Et bien franchement, tout est dit. A l’heure de Donald Trump et de ses menaces, la bombe A redevient l’ultime garantie de puissance. Or la France a la bombe, voulue par le Général de Gaule, depuis le 24 août 1968. Elle lui coûte aujourd’hui environ cinq milliards d’euros par an. Il parait même, à en croire les militaires tricolores, que la dissuasion « Made in France » est bien plus performante que la « Made in Britain ». Motif : la bombe française est indépendante. Pas d’arrimage américain. Un seul bouton et boum : le président français peut tenir à distance les ennemis de la République.

******************************

CONSIGNES>
A - Pouvez-vous recopier, dans le texte sur la bombe française, tout ce qui va de « Et bien franchement, tout » jusqu'à « de la République. » ?
B - Pourriez-vous écrire la suite du texte sur la dissuasion nucléaire française, à partir de sa dernière phrase ?

******************************

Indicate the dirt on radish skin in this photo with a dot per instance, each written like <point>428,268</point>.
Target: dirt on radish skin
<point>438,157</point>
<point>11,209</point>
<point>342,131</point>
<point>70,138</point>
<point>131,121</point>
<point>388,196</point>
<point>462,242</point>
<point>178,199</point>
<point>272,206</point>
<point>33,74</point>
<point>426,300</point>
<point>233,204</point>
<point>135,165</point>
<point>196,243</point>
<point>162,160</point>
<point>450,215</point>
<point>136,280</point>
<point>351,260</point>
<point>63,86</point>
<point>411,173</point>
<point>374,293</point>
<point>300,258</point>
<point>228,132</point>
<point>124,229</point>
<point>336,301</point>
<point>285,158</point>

******************************

RÉPONSES>
A -
Et bien franchement, tout est dit. A l’heure de Donald Trump et de ses menaces, la bombe A redevient l’ultime garantie de puissance. Or la France a la bombe, voulue par le Général de Gaule, depuis le 24 août 1968. Elle lui coûte aujourd’hui environ cinq milliards d’euros par an. Il parait même, à en croire les militaires tricolores, que la dissuasion « Made in France » est bien plus performante que la « Made in Britain ». Motif : la bombe française est indépendante. Pas d’arrimage américain. Un seul bouton et boum : le président français peut tenir à distance les ennemis de la République.

B -
Je vous parle de la bombe A parce qu’elle est en arrière-plan de toutes les discussions sur l’Europe de la Défense. Dans son essai « Un monde sans l’Amérique » (Ed. Odile Jacob), le spécialiste des relations internationales François Heisbourg évoque un possible partage de la dissuasion française. La Bombe A deviendrait une bombe E pour européenne. Heisbourg pense que la Pologne et l’Allemagne seraient prêtes à payer pour cela. Bonne nouvelle, car côté budget, la France est HS. Plus de marge de manœuvre. Un déficit programmé de 5,4% en 2025.
Merci mon Général pour la bombe A. Et avis aux amateurs : la facture nucléaire est prête.
Bonne lecture, sans faire la Java !
(Pour débattre: richard.werly@ringier.ch)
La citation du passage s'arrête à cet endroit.